TASK INSTRUCTIONS
From the line containing "[locate] white baseboard" to the end of the listing, write out every line exactly; leave out everything else.

LISTING
════════════════════
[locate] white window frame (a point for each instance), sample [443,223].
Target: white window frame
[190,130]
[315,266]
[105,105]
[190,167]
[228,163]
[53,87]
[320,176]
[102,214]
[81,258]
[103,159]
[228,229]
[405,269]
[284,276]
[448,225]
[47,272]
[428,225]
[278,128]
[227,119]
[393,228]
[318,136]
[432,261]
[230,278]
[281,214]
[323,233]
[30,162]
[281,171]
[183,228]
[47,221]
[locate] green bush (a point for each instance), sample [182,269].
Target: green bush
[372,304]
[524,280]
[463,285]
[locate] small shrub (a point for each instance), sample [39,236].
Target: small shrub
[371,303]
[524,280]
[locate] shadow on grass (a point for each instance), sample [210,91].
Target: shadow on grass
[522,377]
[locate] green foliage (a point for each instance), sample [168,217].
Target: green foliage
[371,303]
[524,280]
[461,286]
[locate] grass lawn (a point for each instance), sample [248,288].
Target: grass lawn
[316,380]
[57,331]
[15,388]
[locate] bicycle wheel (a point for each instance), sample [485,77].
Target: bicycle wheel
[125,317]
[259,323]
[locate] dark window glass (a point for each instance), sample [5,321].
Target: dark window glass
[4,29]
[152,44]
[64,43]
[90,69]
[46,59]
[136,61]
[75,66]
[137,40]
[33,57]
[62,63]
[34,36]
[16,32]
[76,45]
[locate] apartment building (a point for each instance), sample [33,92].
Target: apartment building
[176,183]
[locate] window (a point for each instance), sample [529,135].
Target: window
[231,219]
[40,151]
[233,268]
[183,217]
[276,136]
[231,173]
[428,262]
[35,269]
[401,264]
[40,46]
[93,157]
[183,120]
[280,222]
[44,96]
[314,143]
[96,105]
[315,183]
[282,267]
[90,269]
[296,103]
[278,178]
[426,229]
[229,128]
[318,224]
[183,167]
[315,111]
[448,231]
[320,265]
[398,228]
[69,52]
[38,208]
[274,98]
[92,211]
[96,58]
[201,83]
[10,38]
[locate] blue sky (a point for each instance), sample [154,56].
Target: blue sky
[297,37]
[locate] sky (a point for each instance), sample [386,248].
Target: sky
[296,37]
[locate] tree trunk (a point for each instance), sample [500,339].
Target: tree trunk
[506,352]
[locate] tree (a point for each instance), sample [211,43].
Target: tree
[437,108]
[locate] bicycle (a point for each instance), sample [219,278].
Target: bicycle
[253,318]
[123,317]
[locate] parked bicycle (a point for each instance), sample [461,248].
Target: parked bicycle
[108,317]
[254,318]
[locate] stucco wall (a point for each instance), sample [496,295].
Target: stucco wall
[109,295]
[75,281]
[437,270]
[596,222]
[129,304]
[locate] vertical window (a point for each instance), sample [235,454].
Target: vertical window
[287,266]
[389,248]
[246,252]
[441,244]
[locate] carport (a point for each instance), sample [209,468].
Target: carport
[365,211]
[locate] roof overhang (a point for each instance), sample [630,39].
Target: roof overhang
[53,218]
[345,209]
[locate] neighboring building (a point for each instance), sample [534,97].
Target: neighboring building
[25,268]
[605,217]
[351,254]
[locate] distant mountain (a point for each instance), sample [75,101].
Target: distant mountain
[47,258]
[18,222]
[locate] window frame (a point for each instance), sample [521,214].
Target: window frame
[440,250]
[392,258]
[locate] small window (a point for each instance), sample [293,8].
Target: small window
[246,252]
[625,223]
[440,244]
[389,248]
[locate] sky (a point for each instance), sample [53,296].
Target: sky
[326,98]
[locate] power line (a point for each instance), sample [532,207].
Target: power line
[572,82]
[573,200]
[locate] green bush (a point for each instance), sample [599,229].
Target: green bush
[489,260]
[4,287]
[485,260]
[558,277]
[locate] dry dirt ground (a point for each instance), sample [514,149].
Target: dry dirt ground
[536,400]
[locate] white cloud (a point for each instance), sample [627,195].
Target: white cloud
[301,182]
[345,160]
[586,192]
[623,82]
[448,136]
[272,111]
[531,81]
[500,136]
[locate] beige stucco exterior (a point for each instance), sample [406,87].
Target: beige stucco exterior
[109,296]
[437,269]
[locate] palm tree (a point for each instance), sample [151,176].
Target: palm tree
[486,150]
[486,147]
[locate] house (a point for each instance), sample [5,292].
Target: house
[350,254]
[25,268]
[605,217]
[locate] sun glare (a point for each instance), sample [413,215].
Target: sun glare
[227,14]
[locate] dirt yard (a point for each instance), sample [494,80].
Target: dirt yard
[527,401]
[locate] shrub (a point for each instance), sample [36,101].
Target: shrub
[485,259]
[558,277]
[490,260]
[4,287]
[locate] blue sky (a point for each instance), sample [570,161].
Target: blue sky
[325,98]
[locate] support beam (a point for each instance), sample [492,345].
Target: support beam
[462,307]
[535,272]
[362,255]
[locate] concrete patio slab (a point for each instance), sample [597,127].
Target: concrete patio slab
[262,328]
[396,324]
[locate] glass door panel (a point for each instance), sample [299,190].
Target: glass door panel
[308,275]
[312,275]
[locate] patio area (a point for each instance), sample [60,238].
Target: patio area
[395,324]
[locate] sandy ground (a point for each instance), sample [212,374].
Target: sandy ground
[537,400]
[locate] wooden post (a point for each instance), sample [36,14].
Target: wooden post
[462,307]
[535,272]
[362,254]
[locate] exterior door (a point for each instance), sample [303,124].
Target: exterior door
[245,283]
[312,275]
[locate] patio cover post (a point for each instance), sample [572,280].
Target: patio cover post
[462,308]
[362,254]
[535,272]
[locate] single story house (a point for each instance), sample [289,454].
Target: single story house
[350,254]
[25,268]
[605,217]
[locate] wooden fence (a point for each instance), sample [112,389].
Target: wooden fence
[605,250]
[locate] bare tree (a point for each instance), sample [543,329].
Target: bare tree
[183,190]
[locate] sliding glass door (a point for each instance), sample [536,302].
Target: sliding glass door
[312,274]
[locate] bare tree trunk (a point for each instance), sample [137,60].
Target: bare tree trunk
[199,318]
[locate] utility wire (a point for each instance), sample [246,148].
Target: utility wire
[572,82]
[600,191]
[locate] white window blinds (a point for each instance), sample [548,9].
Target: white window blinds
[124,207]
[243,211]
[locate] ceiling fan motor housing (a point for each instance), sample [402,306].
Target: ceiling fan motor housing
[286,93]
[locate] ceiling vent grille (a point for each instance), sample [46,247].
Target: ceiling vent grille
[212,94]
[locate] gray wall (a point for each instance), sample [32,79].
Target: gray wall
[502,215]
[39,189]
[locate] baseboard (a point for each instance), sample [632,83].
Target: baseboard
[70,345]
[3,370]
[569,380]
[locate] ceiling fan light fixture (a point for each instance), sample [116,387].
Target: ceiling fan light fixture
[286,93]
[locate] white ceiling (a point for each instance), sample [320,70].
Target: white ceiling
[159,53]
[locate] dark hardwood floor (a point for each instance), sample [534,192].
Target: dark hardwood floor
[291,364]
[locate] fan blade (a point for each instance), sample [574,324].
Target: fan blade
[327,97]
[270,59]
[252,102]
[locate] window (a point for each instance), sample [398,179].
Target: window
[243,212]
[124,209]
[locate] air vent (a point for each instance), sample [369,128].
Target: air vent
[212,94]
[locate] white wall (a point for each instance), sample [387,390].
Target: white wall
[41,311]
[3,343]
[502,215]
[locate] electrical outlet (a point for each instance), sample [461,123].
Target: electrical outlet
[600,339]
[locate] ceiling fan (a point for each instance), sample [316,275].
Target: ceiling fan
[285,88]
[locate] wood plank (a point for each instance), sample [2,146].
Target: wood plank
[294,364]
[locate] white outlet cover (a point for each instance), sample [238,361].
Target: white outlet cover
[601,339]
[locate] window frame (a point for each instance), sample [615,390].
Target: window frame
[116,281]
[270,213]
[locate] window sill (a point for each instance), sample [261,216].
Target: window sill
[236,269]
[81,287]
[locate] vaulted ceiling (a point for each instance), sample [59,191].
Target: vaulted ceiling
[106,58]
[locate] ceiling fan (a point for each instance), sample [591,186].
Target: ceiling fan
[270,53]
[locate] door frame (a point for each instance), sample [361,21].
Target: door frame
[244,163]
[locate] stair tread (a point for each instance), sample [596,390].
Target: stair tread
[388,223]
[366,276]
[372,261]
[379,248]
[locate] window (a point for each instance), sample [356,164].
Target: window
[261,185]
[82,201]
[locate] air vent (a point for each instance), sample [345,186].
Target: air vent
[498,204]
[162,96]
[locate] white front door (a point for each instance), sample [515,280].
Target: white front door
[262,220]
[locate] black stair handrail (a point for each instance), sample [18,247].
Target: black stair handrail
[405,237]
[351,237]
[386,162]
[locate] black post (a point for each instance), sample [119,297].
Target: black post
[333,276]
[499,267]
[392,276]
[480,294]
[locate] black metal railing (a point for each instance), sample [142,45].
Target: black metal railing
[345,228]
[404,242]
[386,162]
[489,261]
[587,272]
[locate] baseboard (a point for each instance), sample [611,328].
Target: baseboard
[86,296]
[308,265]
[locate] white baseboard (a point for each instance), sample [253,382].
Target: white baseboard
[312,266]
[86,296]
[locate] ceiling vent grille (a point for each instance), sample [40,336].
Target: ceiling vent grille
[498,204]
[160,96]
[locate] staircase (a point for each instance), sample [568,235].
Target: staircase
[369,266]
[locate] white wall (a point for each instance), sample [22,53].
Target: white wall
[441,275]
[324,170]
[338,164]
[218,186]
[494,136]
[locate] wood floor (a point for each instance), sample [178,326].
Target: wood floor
════════════════════
EXERCISE OUTPUT
[locate] white baseboard (a point for each instance), sample [253,382].
Target: white baseboard
[312,266]
[86,296]
[locate] ceiling vent grille (a point for each instance), sample [40,336].
Target: ceiling vent grille
[498,204]
[160,96]
[locate] staircase (a point for each instance), sample [568,235].
Target: staircase
[369,266]
[locate] white wall (a point for each instance), sample [22,53].
Target: white wall
[441,275]
[324,170]
[338,164]
[218,186]
[494,136]
[locate] wood floor (a point for each instance), sample [178,326].
Target: wood floor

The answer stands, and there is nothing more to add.